A Tribute To Bobby Clennell.
There have been many teachers over the years who have shaped how I teach. One of them—teacher, mentor, and friend—was Bobby Clennell. She passed away unexpectedly last month, and I’ve been thinking about her ever since.
Bobby came into my life at exactly the right time, though that’s something you only recognize in hindsight. In 2003, my stepson started at NYU, and on my first visit to see him, I wandered into Bobby’s Friday afternoon Restorative class at the Iyengar Yoga Institute of New York. After that first experience, I made sure every future flight landed early enough on Fridays so I could make it to class. For the next four years, whenever I was in New York for a weekend visit, my Friday afternoons belonged to Bobby.
That first class helped me settle out of travel mode and the noise of the city. A few weeks later, she remembered me—a surprise, considering how many students filled those large classes. A friendship grew from there. We’d have tea. She invited me to her home for a private lesson in one of her specialties, women’s health, and read passages from the book she was writing, The Woman’s Yoga Book, while I moved through the poses and she watched, observed, and offered guidance.

**What to do**.
1 - Answer these questions from the tribute to Bobby Clennell:
(a) In what year did the writer's stepson start at NYU?
(b) At what institute was Bobby's Friday afternoon Restorative class held?
(c) What was the title of the book Bobby was writing?
2 - List every role the tribute to Bobby Clennell says she held in the writer's life.
3 - Continue the tribute to Bobby Clennell, picking up after its final sentence about the private lesson.

**Saved entries**.

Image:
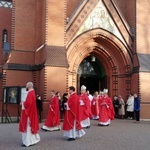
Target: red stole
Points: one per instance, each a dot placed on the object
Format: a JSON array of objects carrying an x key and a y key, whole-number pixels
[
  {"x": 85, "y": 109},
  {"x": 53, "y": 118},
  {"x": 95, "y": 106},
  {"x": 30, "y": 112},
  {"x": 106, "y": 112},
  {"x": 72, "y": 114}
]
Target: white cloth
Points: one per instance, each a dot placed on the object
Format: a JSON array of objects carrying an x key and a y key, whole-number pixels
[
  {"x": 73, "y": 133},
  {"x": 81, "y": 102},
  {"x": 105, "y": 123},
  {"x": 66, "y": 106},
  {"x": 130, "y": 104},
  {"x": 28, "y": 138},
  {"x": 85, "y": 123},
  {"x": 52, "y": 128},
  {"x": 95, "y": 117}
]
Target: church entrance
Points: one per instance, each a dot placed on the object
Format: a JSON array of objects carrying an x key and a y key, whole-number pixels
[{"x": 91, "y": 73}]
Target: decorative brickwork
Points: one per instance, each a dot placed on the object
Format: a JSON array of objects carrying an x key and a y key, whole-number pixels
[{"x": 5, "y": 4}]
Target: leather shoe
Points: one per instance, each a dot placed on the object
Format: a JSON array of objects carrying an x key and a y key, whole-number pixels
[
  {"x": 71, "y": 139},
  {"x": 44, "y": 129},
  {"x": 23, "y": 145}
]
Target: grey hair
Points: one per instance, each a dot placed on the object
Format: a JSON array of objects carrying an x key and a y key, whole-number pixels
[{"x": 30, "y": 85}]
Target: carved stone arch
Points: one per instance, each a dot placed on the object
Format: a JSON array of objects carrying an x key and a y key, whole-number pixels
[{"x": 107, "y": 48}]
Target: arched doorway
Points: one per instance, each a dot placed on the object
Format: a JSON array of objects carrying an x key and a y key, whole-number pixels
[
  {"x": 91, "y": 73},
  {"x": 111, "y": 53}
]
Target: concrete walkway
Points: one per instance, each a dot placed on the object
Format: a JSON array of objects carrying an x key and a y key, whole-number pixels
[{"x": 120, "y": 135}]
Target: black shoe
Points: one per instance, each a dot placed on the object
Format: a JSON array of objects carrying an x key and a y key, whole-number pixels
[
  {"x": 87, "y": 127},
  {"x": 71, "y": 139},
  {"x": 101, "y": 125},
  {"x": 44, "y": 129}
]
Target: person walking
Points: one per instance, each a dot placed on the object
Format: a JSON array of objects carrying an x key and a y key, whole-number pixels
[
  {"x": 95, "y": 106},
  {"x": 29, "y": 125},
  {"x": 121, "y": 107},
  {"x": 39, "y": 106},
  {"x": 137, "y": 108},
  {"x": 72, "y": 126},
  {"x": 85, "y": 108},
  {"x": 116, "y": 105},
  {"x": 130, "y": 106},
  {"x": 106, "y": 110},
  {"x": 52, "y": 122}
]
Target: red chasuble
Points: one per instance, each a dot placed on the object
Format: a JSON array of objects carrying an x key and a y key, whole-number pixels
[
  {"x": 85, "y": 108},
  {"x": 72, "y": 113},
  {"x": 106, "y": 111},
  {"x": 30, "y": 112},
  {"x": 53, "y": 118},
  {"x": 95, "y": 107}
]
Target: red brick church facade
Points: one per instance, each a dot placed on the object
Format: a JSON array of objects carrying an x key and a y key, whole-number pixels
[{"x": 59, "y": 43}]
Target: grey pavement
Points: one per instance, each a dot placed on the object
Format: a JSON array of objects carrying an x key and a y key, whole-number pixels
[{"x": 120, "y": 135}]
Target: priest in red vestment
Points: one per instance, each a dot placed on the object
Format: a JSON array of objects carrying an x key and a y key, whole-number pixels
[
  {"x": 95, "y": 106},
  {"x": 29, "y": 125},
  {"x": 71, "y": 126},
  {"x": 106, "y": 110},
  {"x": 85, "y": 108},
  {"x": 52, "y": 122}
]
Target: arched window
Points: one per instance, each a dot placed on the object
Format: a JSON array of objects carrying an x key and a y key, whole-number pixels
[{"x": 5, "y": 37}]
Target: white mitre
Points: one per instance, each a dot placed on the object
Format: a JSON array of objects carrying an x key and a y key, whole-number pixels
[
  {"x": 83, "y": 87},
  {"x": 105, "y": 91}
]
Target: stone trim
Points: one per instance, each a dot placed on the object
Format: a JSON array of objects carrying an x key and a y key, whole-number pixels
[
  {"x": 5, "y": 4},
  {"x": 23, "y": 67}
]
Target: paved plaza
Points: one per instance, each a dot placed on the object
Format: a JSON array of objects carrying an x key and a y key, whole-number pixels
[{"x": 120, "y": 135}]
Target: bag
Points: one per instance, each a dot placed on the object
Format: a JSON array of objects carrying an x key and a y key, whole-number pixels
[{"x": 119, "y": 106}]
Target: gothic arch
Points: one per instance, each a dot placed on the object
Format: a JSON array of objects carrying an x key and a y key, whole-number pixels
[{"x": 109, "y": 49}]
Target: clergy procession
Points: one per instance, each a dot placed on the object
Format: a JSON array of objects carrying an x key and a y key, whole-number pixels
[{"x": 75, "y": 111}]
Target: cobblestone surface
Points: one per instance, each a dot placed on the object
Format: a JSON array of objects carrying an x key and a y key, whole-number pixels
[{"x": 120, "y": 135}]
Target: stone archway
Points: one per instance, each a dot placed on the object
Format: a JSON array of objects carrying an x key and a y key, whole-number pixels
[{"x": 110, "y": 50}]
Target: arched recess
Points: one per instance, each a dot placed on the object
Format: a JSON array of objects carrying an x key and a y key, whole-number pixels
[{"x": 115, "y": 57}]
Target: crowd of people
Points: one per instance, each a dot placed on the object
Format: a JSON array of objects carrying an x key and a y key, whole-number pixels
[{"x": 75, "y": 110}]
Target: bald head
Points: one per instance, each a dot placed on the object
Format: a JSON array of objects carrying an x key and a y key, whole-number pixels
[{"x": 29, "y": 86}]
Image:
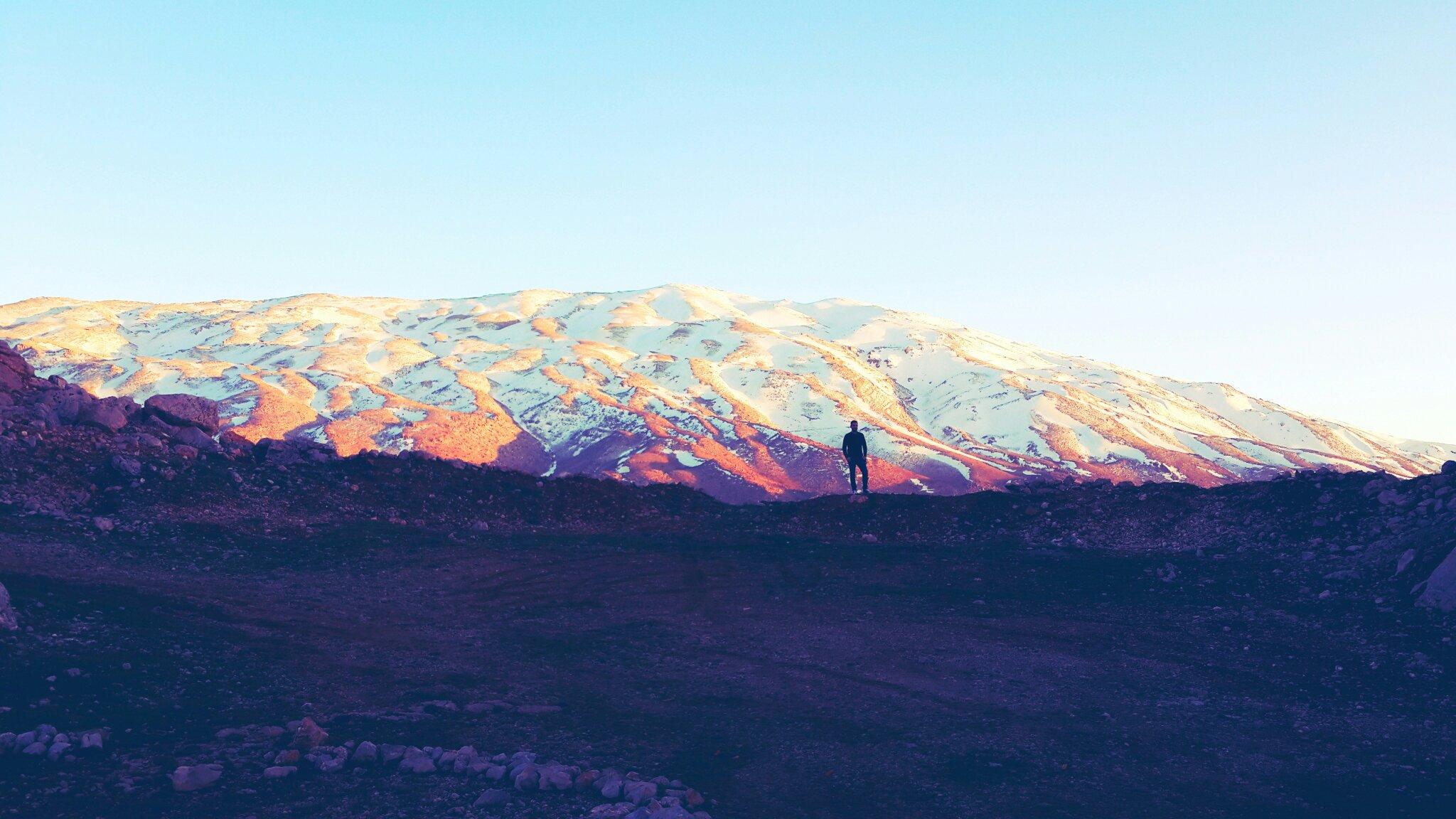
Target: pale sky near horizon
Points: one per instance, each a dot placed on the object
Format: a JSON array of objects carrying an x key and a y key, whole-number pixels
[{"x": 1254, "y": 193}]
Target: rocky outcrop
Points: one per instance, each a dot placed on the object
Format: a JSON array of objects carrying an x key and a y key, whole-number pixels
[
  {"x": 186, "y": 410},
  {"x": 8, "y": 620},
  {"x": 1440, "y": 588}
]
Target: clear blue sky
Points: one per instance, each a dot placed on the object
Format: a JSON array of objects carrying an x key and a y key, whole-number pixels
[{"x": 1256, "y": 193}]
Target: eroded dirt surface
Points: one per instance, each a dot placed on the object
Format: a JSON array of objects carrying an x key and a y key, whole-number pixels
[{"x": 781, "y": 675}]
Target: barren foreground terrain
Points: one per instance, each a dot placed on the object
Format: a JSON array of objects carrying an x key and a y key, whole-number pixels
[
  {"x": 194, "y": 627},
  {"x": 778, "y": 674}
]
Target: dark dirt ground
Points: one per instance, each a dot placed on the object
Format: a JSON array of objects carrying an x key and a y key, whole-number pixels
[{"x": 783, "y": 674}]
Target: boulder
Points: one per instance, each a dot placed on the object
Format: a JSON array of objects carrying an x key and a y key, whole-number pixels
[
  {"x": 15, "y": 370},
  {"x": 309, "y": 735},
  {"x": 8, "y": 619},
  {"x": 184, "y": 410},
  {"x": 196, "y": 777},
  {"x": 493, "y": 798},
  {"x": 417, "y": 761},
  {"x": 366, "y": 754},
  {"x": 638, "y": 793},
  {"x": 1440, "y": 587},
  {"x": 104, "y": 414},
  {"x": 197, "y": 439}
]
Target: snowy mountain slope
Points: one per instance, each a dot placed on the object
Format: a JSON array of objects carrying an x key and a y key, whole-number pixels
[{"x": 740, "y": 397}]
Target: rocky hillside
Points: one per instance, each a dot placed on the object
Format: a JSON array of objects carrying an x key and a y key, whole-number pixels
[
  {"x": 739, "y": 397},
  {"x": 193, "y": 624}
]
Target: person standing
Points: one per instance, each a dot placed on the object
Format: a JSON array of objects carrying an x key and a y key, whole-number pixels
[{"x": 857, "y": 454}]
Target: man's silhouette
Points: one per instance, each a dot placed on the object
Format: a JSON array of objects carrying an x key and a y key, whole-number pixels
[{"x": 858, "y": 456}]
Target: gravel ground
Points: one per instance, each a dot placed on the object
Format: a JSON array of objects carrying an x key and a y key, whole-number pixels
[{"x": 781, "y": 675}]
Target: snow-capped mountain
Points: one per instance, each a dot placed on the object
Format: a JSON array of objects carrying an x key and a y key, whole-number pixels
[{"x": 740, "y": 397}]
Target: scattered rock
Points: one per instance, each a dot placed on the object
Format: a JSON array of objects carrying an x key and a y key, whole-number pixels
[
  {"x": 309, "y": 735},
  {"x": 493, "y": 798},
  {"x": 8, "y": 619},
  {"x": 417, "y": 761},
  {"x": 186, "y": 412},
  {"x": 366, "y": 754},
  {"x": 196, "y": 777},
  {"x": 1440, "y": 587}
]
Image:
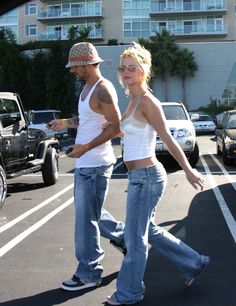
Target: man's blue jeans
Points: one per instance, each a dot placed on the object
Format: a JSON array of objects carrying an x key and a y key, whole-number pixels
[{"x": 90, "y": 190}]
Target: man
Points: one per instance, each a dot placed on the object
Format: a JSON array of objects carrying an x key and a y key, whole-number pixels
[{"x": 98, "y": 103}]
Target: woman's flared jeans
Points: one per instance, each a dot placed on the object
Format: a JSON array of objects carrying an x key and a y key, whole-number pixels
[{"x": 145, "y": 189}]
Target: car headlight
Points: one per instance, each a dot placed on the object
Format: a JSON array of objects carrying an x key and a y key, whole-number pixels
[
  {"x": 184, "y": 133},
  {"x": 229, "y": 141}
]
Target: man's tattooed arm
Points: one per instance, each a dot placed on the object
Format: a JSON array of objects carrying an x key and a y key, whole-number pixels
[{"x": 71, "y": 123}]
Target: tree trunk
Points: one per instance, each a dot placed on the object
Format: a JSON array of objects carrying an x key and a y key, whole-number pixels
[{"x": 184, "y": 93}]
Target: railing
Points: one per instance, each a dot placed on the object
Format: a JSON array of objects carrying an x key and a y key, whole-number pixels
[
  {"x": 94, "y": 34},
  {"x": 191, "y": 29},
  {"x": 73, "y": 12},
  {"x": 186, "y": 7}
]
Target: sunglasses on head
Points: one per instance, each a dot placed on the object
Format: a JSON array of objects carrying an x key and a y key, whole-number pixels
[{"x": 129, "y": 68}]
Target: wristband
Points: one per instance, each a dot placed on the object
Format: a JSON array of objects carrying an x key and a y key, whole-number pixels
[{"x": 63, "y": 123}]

**Answers for this exercise**.
1 -
(a) 2003
(b) The Iyengar Yoga Institute of New York
(c) The Woman's Yoga Book

2 - Teacher, mentor, and friend.

3 -
I’ve never had another teacher-student friendship that felt so effortless. I looked forward to every visit. After I opened the studio in 2006, she encouraged me to begin a Prenatal Yoga class. Later, she welcomed me and our prenatal teacher, Laura Hedges, into her home and coached us both in working with pregnant students.
In 2008, I invited her to Memphis for a weekend workshop. She agreed, with one condition: a free Friday afternoon session for breast cancer survivors. I said yes immediately, though privately I assumed no one would come. You never know who will walk through the door when there’s no sign-up sheet.
Eight women came.
Some had undergone mastectomies. Some had reconstruction. Some were in the middle of radiation or chemotherapy. I assisted, though I had no business calling myself qualified. What I remember most is watching Bobby with them. Each woman left that room looking as though she’d been truly seen—and knowing it.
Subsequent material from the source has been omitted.